[[ DATASET RECORDS open ]]

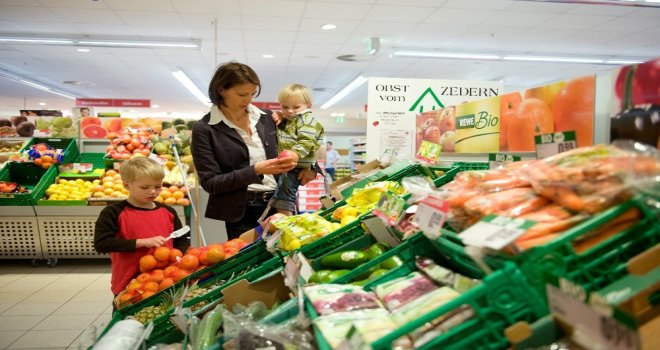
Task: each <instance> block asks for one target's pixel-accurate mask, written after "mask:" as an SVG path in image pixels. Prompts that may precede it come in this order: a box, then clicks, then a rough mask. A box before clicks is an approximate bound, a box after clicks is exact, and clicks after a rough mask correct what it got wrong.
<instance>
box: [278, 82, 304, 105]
mask: <svg viewBox="0 0 660 350" xmlns="http://www.w3.org/2000/svg"><path fill="white" fill-rule="evenodd" d="M292 97H295V98H299V99H300V100H302V101H303V102H304V103H306V104H308V105H310V106H311V105H312V92H311V91H310V90H309V88H308V87H307V86H305V85H303V84H296V83H294V84H289V85H287V86H285V87H283V88H282V90H280V93H279V95H277V100H278V101H279V102H280V103H284V102H287V101H288V100H289V99H290V98H292Z"/></svg>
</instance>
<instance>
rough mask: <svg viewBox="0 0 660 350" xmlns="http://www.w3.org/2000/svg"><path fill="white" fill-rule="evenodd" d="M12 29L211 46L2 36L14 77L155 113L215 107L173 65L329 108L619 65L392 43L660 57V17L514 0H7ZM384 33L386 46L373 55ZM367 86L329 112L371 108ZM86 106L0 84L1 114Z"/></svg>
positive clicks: (51, 96)
mask: <svg viewBox="0 0 660 350" xmlns="http://www.w3.org/2000/svg"><path fill="white" fill-rule="evenodd" d="M601 3H602V2H601ZM325 24H334V25H336V28H335V29H331V30H324V29H322V28H321V27H322V26H323V25H325ZM0 35H2V36H7V35H16V36H32V37H60V38H64V37H68V38H77V39H81V38H88V39H92V38H97V39H98V38H112V39H115V40H143V39H145V38H150V39H168V40H175V39H176V40H180V41H198V42H200V43H201V49H174V48H109V47H82V46H65V45H43V44H28V43H15V42H14V43H8V42H0V69H2V70H6V71H10V72H12V73H14V74H17V75H20V76H22V77H25V78H28V79H30V80H31V81H32V82H36V83H39V84H43V85H47V86H50V87H53V88H56V89H59V90H61V91H66V92H69V93H71V94H73V95H76V96H80V97H90V98H136V99H142V98H144V99H151V100H152V103H153V104H156V105H159V108H158V109H157V110H156V109H154V110H152V111H153V113H154V114H159V113H165V112H175V113H186V114H190V115H193V116H194V115H200V116H201V114H202V113H204V112H205V111H206V110H207V107H206V106H205V105H203V104H202V103H201V102H199V101H198V100H197V99H196V98H195V97H194V96H193V95H191V94H190V93H189V92H188V91H187V90H186V89H185V88H184V87H183V86H182V85H181V84H180V83H179V81H177V80H176V79H175V78H174V76H173V75H172V72H173V71H175V70H177V69H181V70H183V71H185V72H186V73H187V74H188V75H189V76H190V78H191V79H192V81H193V82H194V83H195V84H196V85H197V86H198V87H199V88H200V89H201V90H202V91H206V89H207V86H208V83H209V80H210V78H211V76H212V74H213V71H214V67H215V66H216V65H217V64H220V63H223V62H226V61H229V60H237V61H240V62H244V63H247V64H249V65H250V66H252V67H253V68H254V69H255V70H256V71H257V73H258V74H259V76H260V78H261V80H262V83H263V91H262V94H261V96H259V98H258V99H257V100H258V101H275V100H276V94H277V90H278V89H279V88H280V87H281V86H283V85H284V84H287V83H290V82H301V83H304V84H307V85H309V86H310V87H312V88H314V89H315V92H314V96H315V101H316V107H318V106H320V104H322V103H323V102H325V101H326V100H328V99H329V98H330V97H331V96H332V95H334V94H335V93H336V92H338V91H339V90H340V89H341V88H343V87H344V86H345V85H347V84H348V83H350V82H351V81H352V80H353V79H355V78H356V77H357V76H359V75H363V76H366V77H402V78H431V79H443V78H444V79H472V80H503V81H504V85H505V89H506V90H507V91H512V90H518V89H522V88H524V87H529V86H536V85H540V84H544V83H546V82H551V81H555V80H559V79H563V78H569V77H573V76H577V75H581V74H585V73H597V72H601V71H607V70H610V69H613V68H614V67H613V66H607V65H593V64H575V63H573V64H569V63H539V62H508V61H500V60H491V61H486V60H456V59H430V58H402V57H391V53H392V49H393V48H408V49H424V50H442V51H449V52H472V53H475V52H476V53H493V52H495V53H501V54H503V53H516V54H528V55H539V54H543V55H559V56H588V57H594V56H596V57H637V58H642V59H644V58H652V57H658V56H660V9H659V8H651V7H634V6H613V5H605V4H596V5H594V4H584V3H576V2H574V3H557V2H538V1H512V0H345V1H342V0H337V1H323V0H318V1H317V0H286V1H279V0H249V1H240V0H139V1H135V0H98V1H92V0H86V1H82V0H0ZM371 38H379V44H380V47H379V49H378V51H377V52H376V53H375V54H374V55H367V54H366V53H365V50H366V48H367V43H368V42H369V41H370V39H371ZM79 49H89V52H80V51H79ZM83 51H84V50H83ZM269 55H270V56H269ZM342 55H356V58H357V60H356V61H354V62H347V61H342V60H338V59H337V57H338V56H342ZM2 70H0V73H1V72H3V71H2ZM65 82H67V83H65ZM366 89H367V88H366V84H364V85H362V86H361V87H360V88H358V89H357V90H355V91H354V92H353V93H351V94H350V95H349V96H348V97H346V98H344V99H343V100H341V101H340V102H339V103H337V104H336V105H335V106H333V107H332V108H330V109H328V110H325V111H319V113H321V112H323V113H328V114H329V113H330V112H337V111H341V112H348V113H349V116H351V115H355V114H356V113H358V112H362V111H363V106H364V104H365V103H366V101H367V93H366ZM40 102H42V103H45V105H39V103H40ZM73 103H74V102H73V101H72V100H70V99H66V98H63V97H60V96H57V95H53V94H50V93H47V92H43V91H41V90H37V89H35V88H33V87H30V86H28V85H24V84H20V83H17V82H15V81H12V80H9V79H3V78H0V113H3V114H6V113H14V112H16V111H17V109H19V108H23V107H25V108H29V109H42V108H46V109H63V110H70V108H71V107H72V106H73Z"/></svg>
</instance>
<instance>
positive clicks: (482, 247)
mask: <svg viewBox="0 0 660 350" xmlns="http://www.w3.org/2000/svg"><path fill="white" fill-rule="evenodd" d="M535 224H536V222H534V221H530V220H525V219H520V218H508V217H504V216H497V215H489V216H486V217H485V218H483V219H481V221H479V222H477V223H476V224H474V225H472V226H470V227H469V228H468V229H467V230H465V231H463V233H461V238H462V239H463V242H464V243H465V244H467V245H472V246H475V247H482V248H490V249H495V250H500V249H502V248H504V247H506V246H508V245H509V244H511V243H512V242H513V241H515V240H516V239H517V238H518V237H520V236H522V235H523V234H524V233H525V231H527V230H528V229H529V228H530V227H532V226H534V225H535Z"/></svg>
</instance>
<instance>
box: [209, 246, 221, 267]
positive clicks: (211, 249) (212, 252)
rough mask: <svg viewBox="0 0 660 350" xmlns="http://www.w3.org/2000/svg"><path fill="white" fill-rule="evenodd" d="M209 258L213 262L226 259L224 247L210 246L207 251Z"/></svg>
mask: <svg viewBox="0 0 660 350" xmlns="http://www.w3.org/2000/svg"><path fill="white" fill-rule="evenodd" d="M206 256H207V258H208V259H209V262H210V263H211V264H217V263H219V262H221V261H222V260H225V253H224V251H223V250H222V248H220V249H217V248H213V249H211V248H209V251H208V252H207V253H206Z"/></svg>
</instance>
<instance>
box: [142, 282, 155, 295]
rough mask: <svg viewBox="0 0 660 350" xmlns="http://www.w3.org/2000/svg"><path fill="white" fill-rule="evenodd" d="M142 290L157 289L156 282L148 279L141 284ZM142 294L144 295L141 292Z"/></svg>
mask: <svg viewBox="0 0 660 350" xmlns="http://www.w3.org/2000/svg"><path fill="white" fill-rule="evenodd" d="M142 290H143V291H145V292H157V291H158V283H156V282H154V281H149V282H147V283H145V284H144V285H143V286H142ZM143 296H144V294H143Z"/></svg>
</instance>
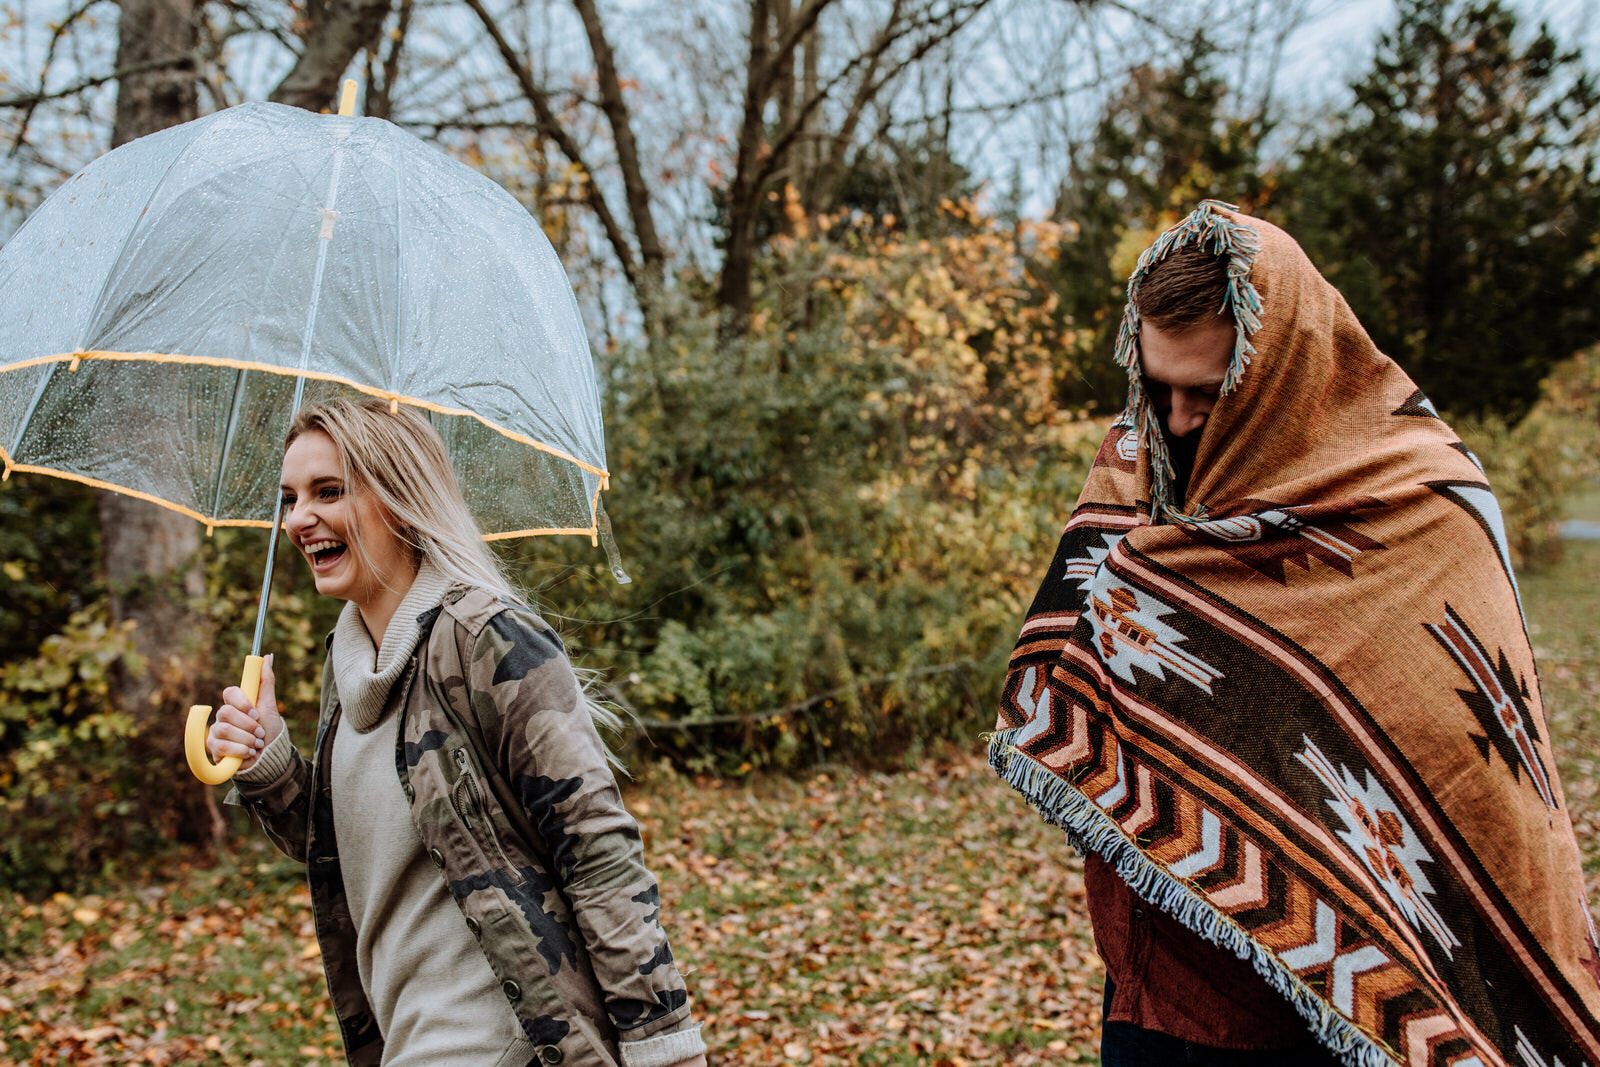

[[ DATASET RECORDS closed ]]

Output exactly the lines from the one containing "box: [142, 282, 155, 295]" through the last line of the records above, both included, and leave out the pictures.

box: [142, 282, 155, 295]
rough mask: <svg viewBox="0 0 660 350" xmlns="http://www.w3.org/2000/svg"><path fill="white" fill-rule="evenodd" d="M142 290L157 289L156 282L148 279L141 284ZM142 294L144 295L141 292Z"/></svg>
mask: <svg viewBox="0 0 660 350" xmlns="http://www.w3.org/2000/svg"><path fill="white" fill-rule="evenodd" d="M142 290H143V291H145V292H157V291H158V283H156V282H154V281H149V282H147V283H145V284H144V285H143V286H142ZM143 296H144V294H143Z"/></svg>
</instance>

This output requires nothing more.